HOW TO COMPLETE THIS TASK -> Images do not belong in the copy; retype the rest of the entries below exactly.
══ SOURCE MATERIAL ══
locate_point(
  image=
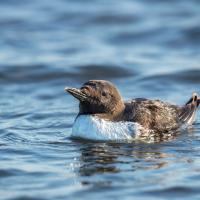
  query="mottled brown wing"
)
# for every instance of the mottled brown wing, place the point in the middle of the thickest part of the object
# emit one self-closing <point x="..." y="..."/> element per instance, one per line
<point x="188" y="111"/>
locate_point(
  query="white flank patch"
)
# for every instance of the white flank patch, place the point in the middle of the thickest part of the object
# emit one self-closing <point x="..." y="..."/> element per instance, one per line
<point x="90" y="127"/>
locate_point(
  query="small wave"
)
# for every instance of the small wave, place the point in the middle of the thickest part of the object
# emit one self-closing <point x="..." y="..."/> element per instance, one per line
<point x="186" y="76"/>
<point x="43" y="73"/>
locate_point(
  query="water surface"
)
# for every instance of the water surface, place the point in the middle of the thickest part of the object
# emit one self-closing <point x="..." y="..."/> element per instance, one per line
<point x="147" y="48"/>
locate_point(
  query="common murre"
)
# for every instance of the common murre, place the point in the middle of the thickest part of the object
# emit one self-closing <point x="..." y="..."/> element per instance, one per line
<point x="103" y="115"/>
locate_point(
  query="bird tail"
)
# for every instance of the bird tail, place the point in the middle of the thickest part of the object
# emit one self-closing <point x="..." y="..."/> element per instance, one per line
<point x="188" y="111"/>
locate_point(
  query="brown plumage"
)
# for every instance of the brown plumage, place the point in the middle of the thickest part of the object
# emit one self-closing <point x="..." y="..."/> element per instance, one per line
<point x="102" y="99"/>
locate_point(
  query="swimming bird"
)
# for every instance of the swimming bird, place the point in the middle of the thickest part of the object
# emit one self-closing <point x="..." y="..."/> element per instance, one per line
<point x="103" y="115"/>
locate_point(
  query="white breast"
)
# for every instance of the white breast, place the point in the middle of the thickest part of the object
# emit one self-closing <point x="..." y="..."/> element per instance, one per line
<point x="90" y="127"/>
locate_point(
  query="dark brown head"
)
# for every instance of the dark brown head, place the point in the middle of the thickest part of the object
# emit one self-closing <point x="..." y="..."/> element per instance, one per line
<point x="98" y="97"/>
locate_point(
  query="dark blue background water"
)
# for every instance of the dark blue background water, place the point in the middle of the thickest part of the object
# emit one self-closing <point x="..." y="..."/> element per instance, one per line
<point x="148" y="48"/>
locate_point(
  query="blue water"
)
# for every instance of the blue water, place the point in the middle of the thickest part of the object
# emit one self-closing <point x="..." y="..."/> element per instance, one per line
<point x="147" y="48"/>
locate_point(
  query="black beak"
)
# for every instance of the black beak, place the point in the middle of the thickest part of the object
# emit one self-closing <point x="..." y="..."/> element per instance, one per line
<point x="77" y="93"/>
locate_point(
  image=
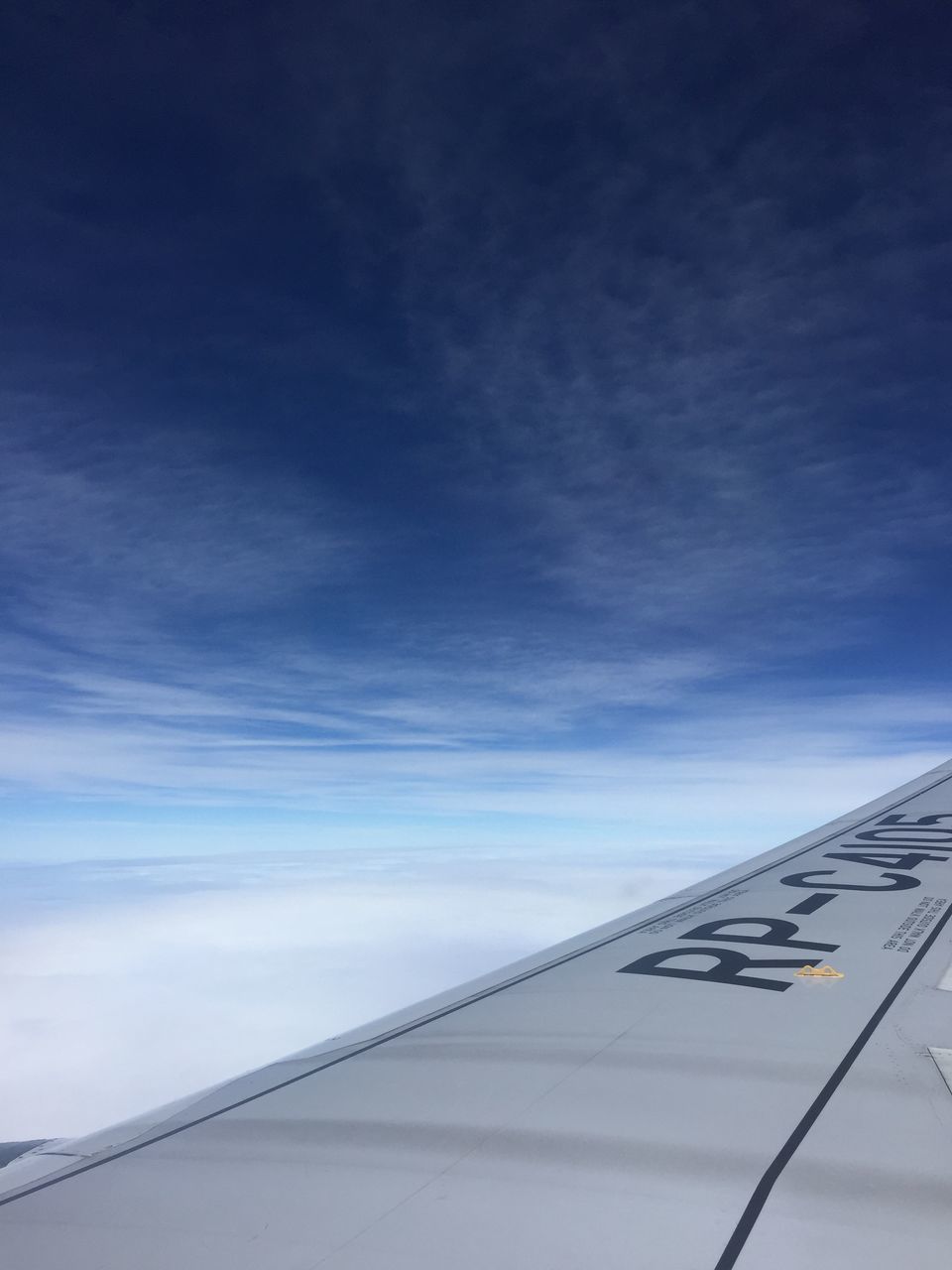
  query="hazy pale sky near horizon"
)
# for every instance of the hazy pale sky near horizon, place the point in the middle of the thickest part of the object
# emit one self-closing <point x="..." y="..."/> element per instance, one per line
═══
SOLUTION ->
locate_point(
  image=
  query="mottled brown wing"
)
# for every instance of the mottled brown wing, place the point in the middle of the thickest part of the object
# emit one self-closing <point x="..." y="..."/> element per instance, one per line
<point x="188" y="111"/>
locate_point(
  query="white flank patch"
)
# for every instance of the white flank patch, place the point in the middle of the thickest part of the object
# emit one self-closing <point x="..." y="..."/> element per instance, one per line
<point x="90" y="127"/>
locate_point(
  query="small wave"
)
# for every instance of the small wave, place the point in the middle of the thickest part of the object
# emit one self-closing <point x="..." y="..."/> element per instance, one per line
<point x="186" y="76"/>
<point x="43" y="73"/>
locate_point(
  query="water surface"
)
# for every instance of the water surface, place the point in the middle of the thickest part of the object
# emit one self-closing <point x="..." y="..."/> element per instance, one per line
<point x="147" y="48"/>
locate_point(
  query="common murre"
)
# for every instance of the common murre, place the point in the middle of the thickest part of the object
# emit one self-closing <point x="..." y="..."/> element per instance, one per line
<point x="103" y="115"/>
locate_point(
  query="bird tail"
)
# for every instance of the bird tail, place the point in the middle of the thickest part of the object
# emit one self-closing <point x="..." y="..."/> element per instance, one per line
<point x="188" y="111"/>
locate_point(
  query="brown plumage"
)
# for every instance of the brown plumage, place the point in the middle of the thickest part of the object
# emit one self-closing <point x="..." y="..."/> element per instance, one per line
<point x="102" y="99"/>
locate_point(
  query="swimming bird"
)
# for every instance of the swimming bird, place the point in the middle of the thickest part of the object
# emit one self-closing <point x="..." y="..."/> element per instance, one per line
<point x="103" y="115"/>
locate_point(
  query="white breast"
)
# for every instance of the white breast, place the point in the middle of the thickest part of the object
# emit one self-closing <point x="..." y="..."/> element per instance, one per line
<point x="90" y="127"/>
locate_point(
  query="dark brown head"
)
# for every instance of the dark brown head, place the point in the middle of the thickest part of the object
# emit one self-closing <point x="..." y="..."/> element per instance, one per line
<point x="98" y="97"/>
locate_point(
  query="dark blue background water"
)
# for every instance of the dark blue background water, place the point in the middle of the thickest part of the object
# emit one self-closing <point x="..." y="..."/> element per instance, one per line
<point x="148" y="48"/>
locate_point(
  query="blue water"
)
# for every instance of the blue water, place the point in the middle of the thickest part of the object
# emit one self-closing <point x="..." y="..."/> element per instance, one per line
<point x="147" y="48"/>
locate_point(
  query="black beak"
)
# for every instance of the black beak, place the point in the middle of the thickest part of the object
# emit one self-closing <point x="..." y="..."/> element per instance, one per line
<point x="77" y="93"/>
locate_point(
  image=
  query="hazy pale sky near horizon"
)
# for every instance of the hazy pale sky near horizon, place the point in the middle of the thickest part of the object
# emit one self-closing <point x="..." y="..."/> element per instance, one per line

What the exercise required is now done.